Pointing dataset records:

------------

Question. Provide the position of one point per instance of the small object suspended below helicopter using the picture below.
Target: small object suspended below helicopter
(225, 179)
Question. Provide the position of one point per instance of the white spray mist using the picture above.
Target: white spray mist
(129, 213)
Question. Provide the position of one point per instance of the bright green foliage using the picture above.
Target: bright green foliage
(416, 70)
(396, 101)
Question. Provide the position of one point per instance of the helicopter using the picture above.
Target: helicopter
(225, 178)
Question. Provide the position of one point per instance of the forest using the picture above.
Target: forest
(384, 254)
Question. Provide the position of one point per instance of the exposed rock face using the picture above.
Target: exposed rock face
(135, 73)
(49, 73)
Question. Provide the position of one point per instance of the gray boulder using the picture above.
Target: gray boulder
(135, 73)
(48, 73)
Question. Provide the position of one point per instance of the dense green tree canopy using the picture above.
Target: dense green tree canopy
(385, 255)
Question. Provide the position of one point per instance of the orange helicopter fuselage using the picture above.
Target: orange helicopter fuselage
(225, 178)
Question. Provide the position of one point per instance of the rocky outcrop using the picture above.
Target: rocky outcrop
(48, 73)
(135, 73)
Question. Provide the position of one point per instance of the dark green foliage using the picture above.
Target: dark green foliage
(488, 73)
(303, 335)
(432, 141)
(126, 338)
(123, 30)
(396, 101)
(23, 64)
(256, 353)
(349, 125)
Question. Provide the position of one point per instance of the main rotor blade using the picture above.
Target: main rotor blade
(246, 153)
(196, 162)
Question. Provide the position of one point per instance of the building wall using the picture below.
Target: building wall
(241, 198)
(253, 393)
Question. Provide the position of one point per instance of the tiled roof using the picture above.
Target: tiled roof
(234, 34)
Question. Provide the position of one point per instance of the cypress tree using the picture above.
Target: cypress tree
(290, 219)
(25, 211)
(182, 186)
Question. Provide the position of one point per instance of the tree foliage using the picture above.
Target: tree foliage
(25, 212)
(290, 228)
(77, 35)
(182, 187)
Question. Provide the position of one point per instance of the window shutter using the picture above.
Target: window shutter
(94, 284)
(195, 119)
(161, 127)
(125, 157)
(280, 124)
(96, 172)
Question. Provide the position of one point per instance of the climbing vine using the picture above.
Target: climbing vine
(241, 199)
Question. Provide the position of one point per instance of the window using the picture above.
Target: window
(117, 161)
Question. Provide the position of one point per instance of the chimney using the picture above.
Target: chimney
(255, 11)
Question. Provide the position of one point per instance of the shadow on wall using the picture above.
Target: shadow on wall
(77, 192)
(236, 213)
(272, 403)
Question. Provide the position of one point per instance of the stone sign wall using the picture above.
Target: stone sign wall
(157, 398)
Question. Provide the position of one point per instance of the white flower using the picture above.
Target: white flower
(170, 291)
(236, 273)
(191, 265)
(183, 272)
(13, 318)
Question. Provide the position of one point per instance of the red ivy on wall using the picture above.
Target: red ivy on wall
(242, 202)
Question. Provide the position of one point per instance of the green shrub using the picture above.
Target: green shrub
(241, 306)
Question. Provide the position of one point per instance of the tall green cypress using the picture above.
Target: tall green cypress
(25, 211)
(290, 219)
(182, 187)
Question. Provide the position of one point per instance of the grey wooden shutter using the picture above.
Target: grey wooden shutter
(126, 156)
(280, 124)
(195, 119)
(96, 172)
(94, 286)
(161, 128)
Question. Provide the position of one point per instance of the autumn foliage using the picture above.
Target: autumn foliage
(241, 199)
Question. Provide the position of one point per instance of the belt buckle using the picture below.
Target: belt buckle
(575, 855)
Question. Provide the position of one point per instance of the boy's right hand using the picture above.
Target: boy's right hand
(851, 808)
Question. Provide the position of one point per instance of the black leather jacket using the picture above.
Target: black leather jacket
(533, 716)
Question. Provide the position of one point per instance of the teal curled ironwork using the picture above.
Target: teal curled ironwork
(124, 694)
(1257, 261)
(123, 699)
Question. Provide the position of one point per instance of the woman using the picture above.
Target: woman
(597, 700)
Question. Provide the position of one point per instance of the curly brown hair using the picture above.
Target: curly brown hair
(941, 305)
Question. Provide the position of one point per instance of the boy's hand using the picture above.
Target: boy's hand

------------

Your task is to print the whole listing again exactly.

Question. Provide the position of one point per instance of the small object suspended below helicopter using the picture below.
Target: small object suspended below helicopter
(225, 179)
Question. Provide the position of one point per instance of the white spray mist using the picture above.
Target: white spray mist
(129, 213)
Question. Provide the position of one point per instance of the bright green foliage using the picture above.
Target: bright green foliage
(416, 70)
(396, 101)
Question. Provide the position of one point per instance of the helicopter using the picture above.
Target: helicopter
(225, 178)
Question. Provide the position of one point per instance of the forest using the picture above.
Target: forest
(384, 254)
Question. Provide the position of one point per instance of the exposed rock face using the picture above.
Target: exposed rock face
(135, 73)
(49, 73)
Question. Provide the position of one point per instance of the gray boulder using the picture above.
Target: gray boulder
(135, 73)
(48, 73)
Question. Provide the position of one point per instance of the dense green tree canopy using the picture above.
Target: dense green tree canopy
(385, 255)
Question. Provide the position of one point per instance of the orange helicopter fuselage using the picture above.
Target: orange helicopter fuselage
(225, 178)
Question. Provide the position of one point per instance of the rocky outcrop using the picture above.
Target: rocky outcrop
(48, 73)
(135, 73)
Question. Provide the position of one point per instance of the dark green foliage using the picture above.
Target: dark green foliage
(488, 73)
(303, 335)
(432, 141)
(126, 338)
(123, 30)
(396, 101)
(23, 64)
(256, 353)
(349, 125)
Question. Provide the position of one point per instance of the main rotor blade using the picture above.
Target: main rotor blade
(246, 153)
(196, 162)
Question. Provide the position of one point per instance of the building wall using the picture below.
Target: building wall
(241, 198)
(253, 393)
Question. Provide the position of one point per instance of the tiled roof using the picture above.
Target: tiled roof
(234, 34)
Question. Provide the position of one point per instance of the cypress tree using the picture above.
Target: cypress tree
(290, 219)
(25, 211)
(182, 186)
Question. Provide the position of one point per instance of the tree foliage using the picture above.
Target: tree foliage
(25, 212)
(290, 228)
(77, 35)
(182, 187)
Question. Provide the position of one point per instance of the window shutter using the picture above.
Target: window shutter
(94, 284)
(195, 119)
(161, 127)
(125, 157)
(280, 124)
(96, 172)
Question. Provide the position of one point per instance of the climbing vine using the picture above.
Target: climbing vine
(241, 199)
Question. Provide the position of one point per instance of the window using the picture above.
Target: window
(117, 161)
Question. Provide the position of one point per instance of the chimney using the picture above.
Target: chimney
(255, 11)
Question. Provide the position of one point per instance of the shadow on wall using the picture above.
Target: shadow on wall
(77, 192)
(236, 213)
(272, 403)
Question. Provide the position of one point per instance of the stone sign wall using the picture above.
Target: stone sign wall
(157, 398)
Question. Provide the position of one point per instance of the white flower using the picture above.
Target: white flower
(170, 291)
(236, 273)
(191, 265)
(183, 272)
(13, 318)
Question. Provide the position of one point per instance of the red ivy on wall using the picture above.
Target: red ivy on wall
(242, 202)
Question. Provide the position of one point per instance of the green shrub using the picture above.
Target: green shrub
(241, 306)
Question. Provide the position of one point per instance of the tall green cypress using the picture above.
Target: tall green cypress
(25, 211)
(290, 219)
(182, 187)
Question. Provide the position of one point per instance of the grey wooden shutter using the picture above.
Target: grey wooden shutter
(126, 156)
(280, 124)
(195, 119)
(96, 172)
(94, 286)
(161, 128)
Question. Provide the position of one point per instance of the autumn foliage using the picture above.
Target: autumn foliage
(241, 199)
Question. Provide the position of one point per instance of the belt buckle using the picture below.
Target: belt buckle
(575, 855)
Question. Provide the position of one point per instance of the boy's right hand using the picture above.
Target: boy's right hand
(851, 808)
Question. Provide the position of one point per instance of the black leather jacket using the picture above.
Target: black leather jacket
(533, 716)
Question. Provide the position of one point per instance of the teal curled ironwork using the picture above.
Target: teal curled ironwork
(124, 694)
(1257, 261)
(123, 699)
Question. Provide the position of one point per instance of the woman using the picture above.
Target: woman
(597, 700)
Question. Provide the position of one point per instance of the curly brown hair using the picture above.
Target: curly brown hair
(941, 305)
Question. Provide the position of one point per instance of the boy's hand using the picture above.
Target: boy's hand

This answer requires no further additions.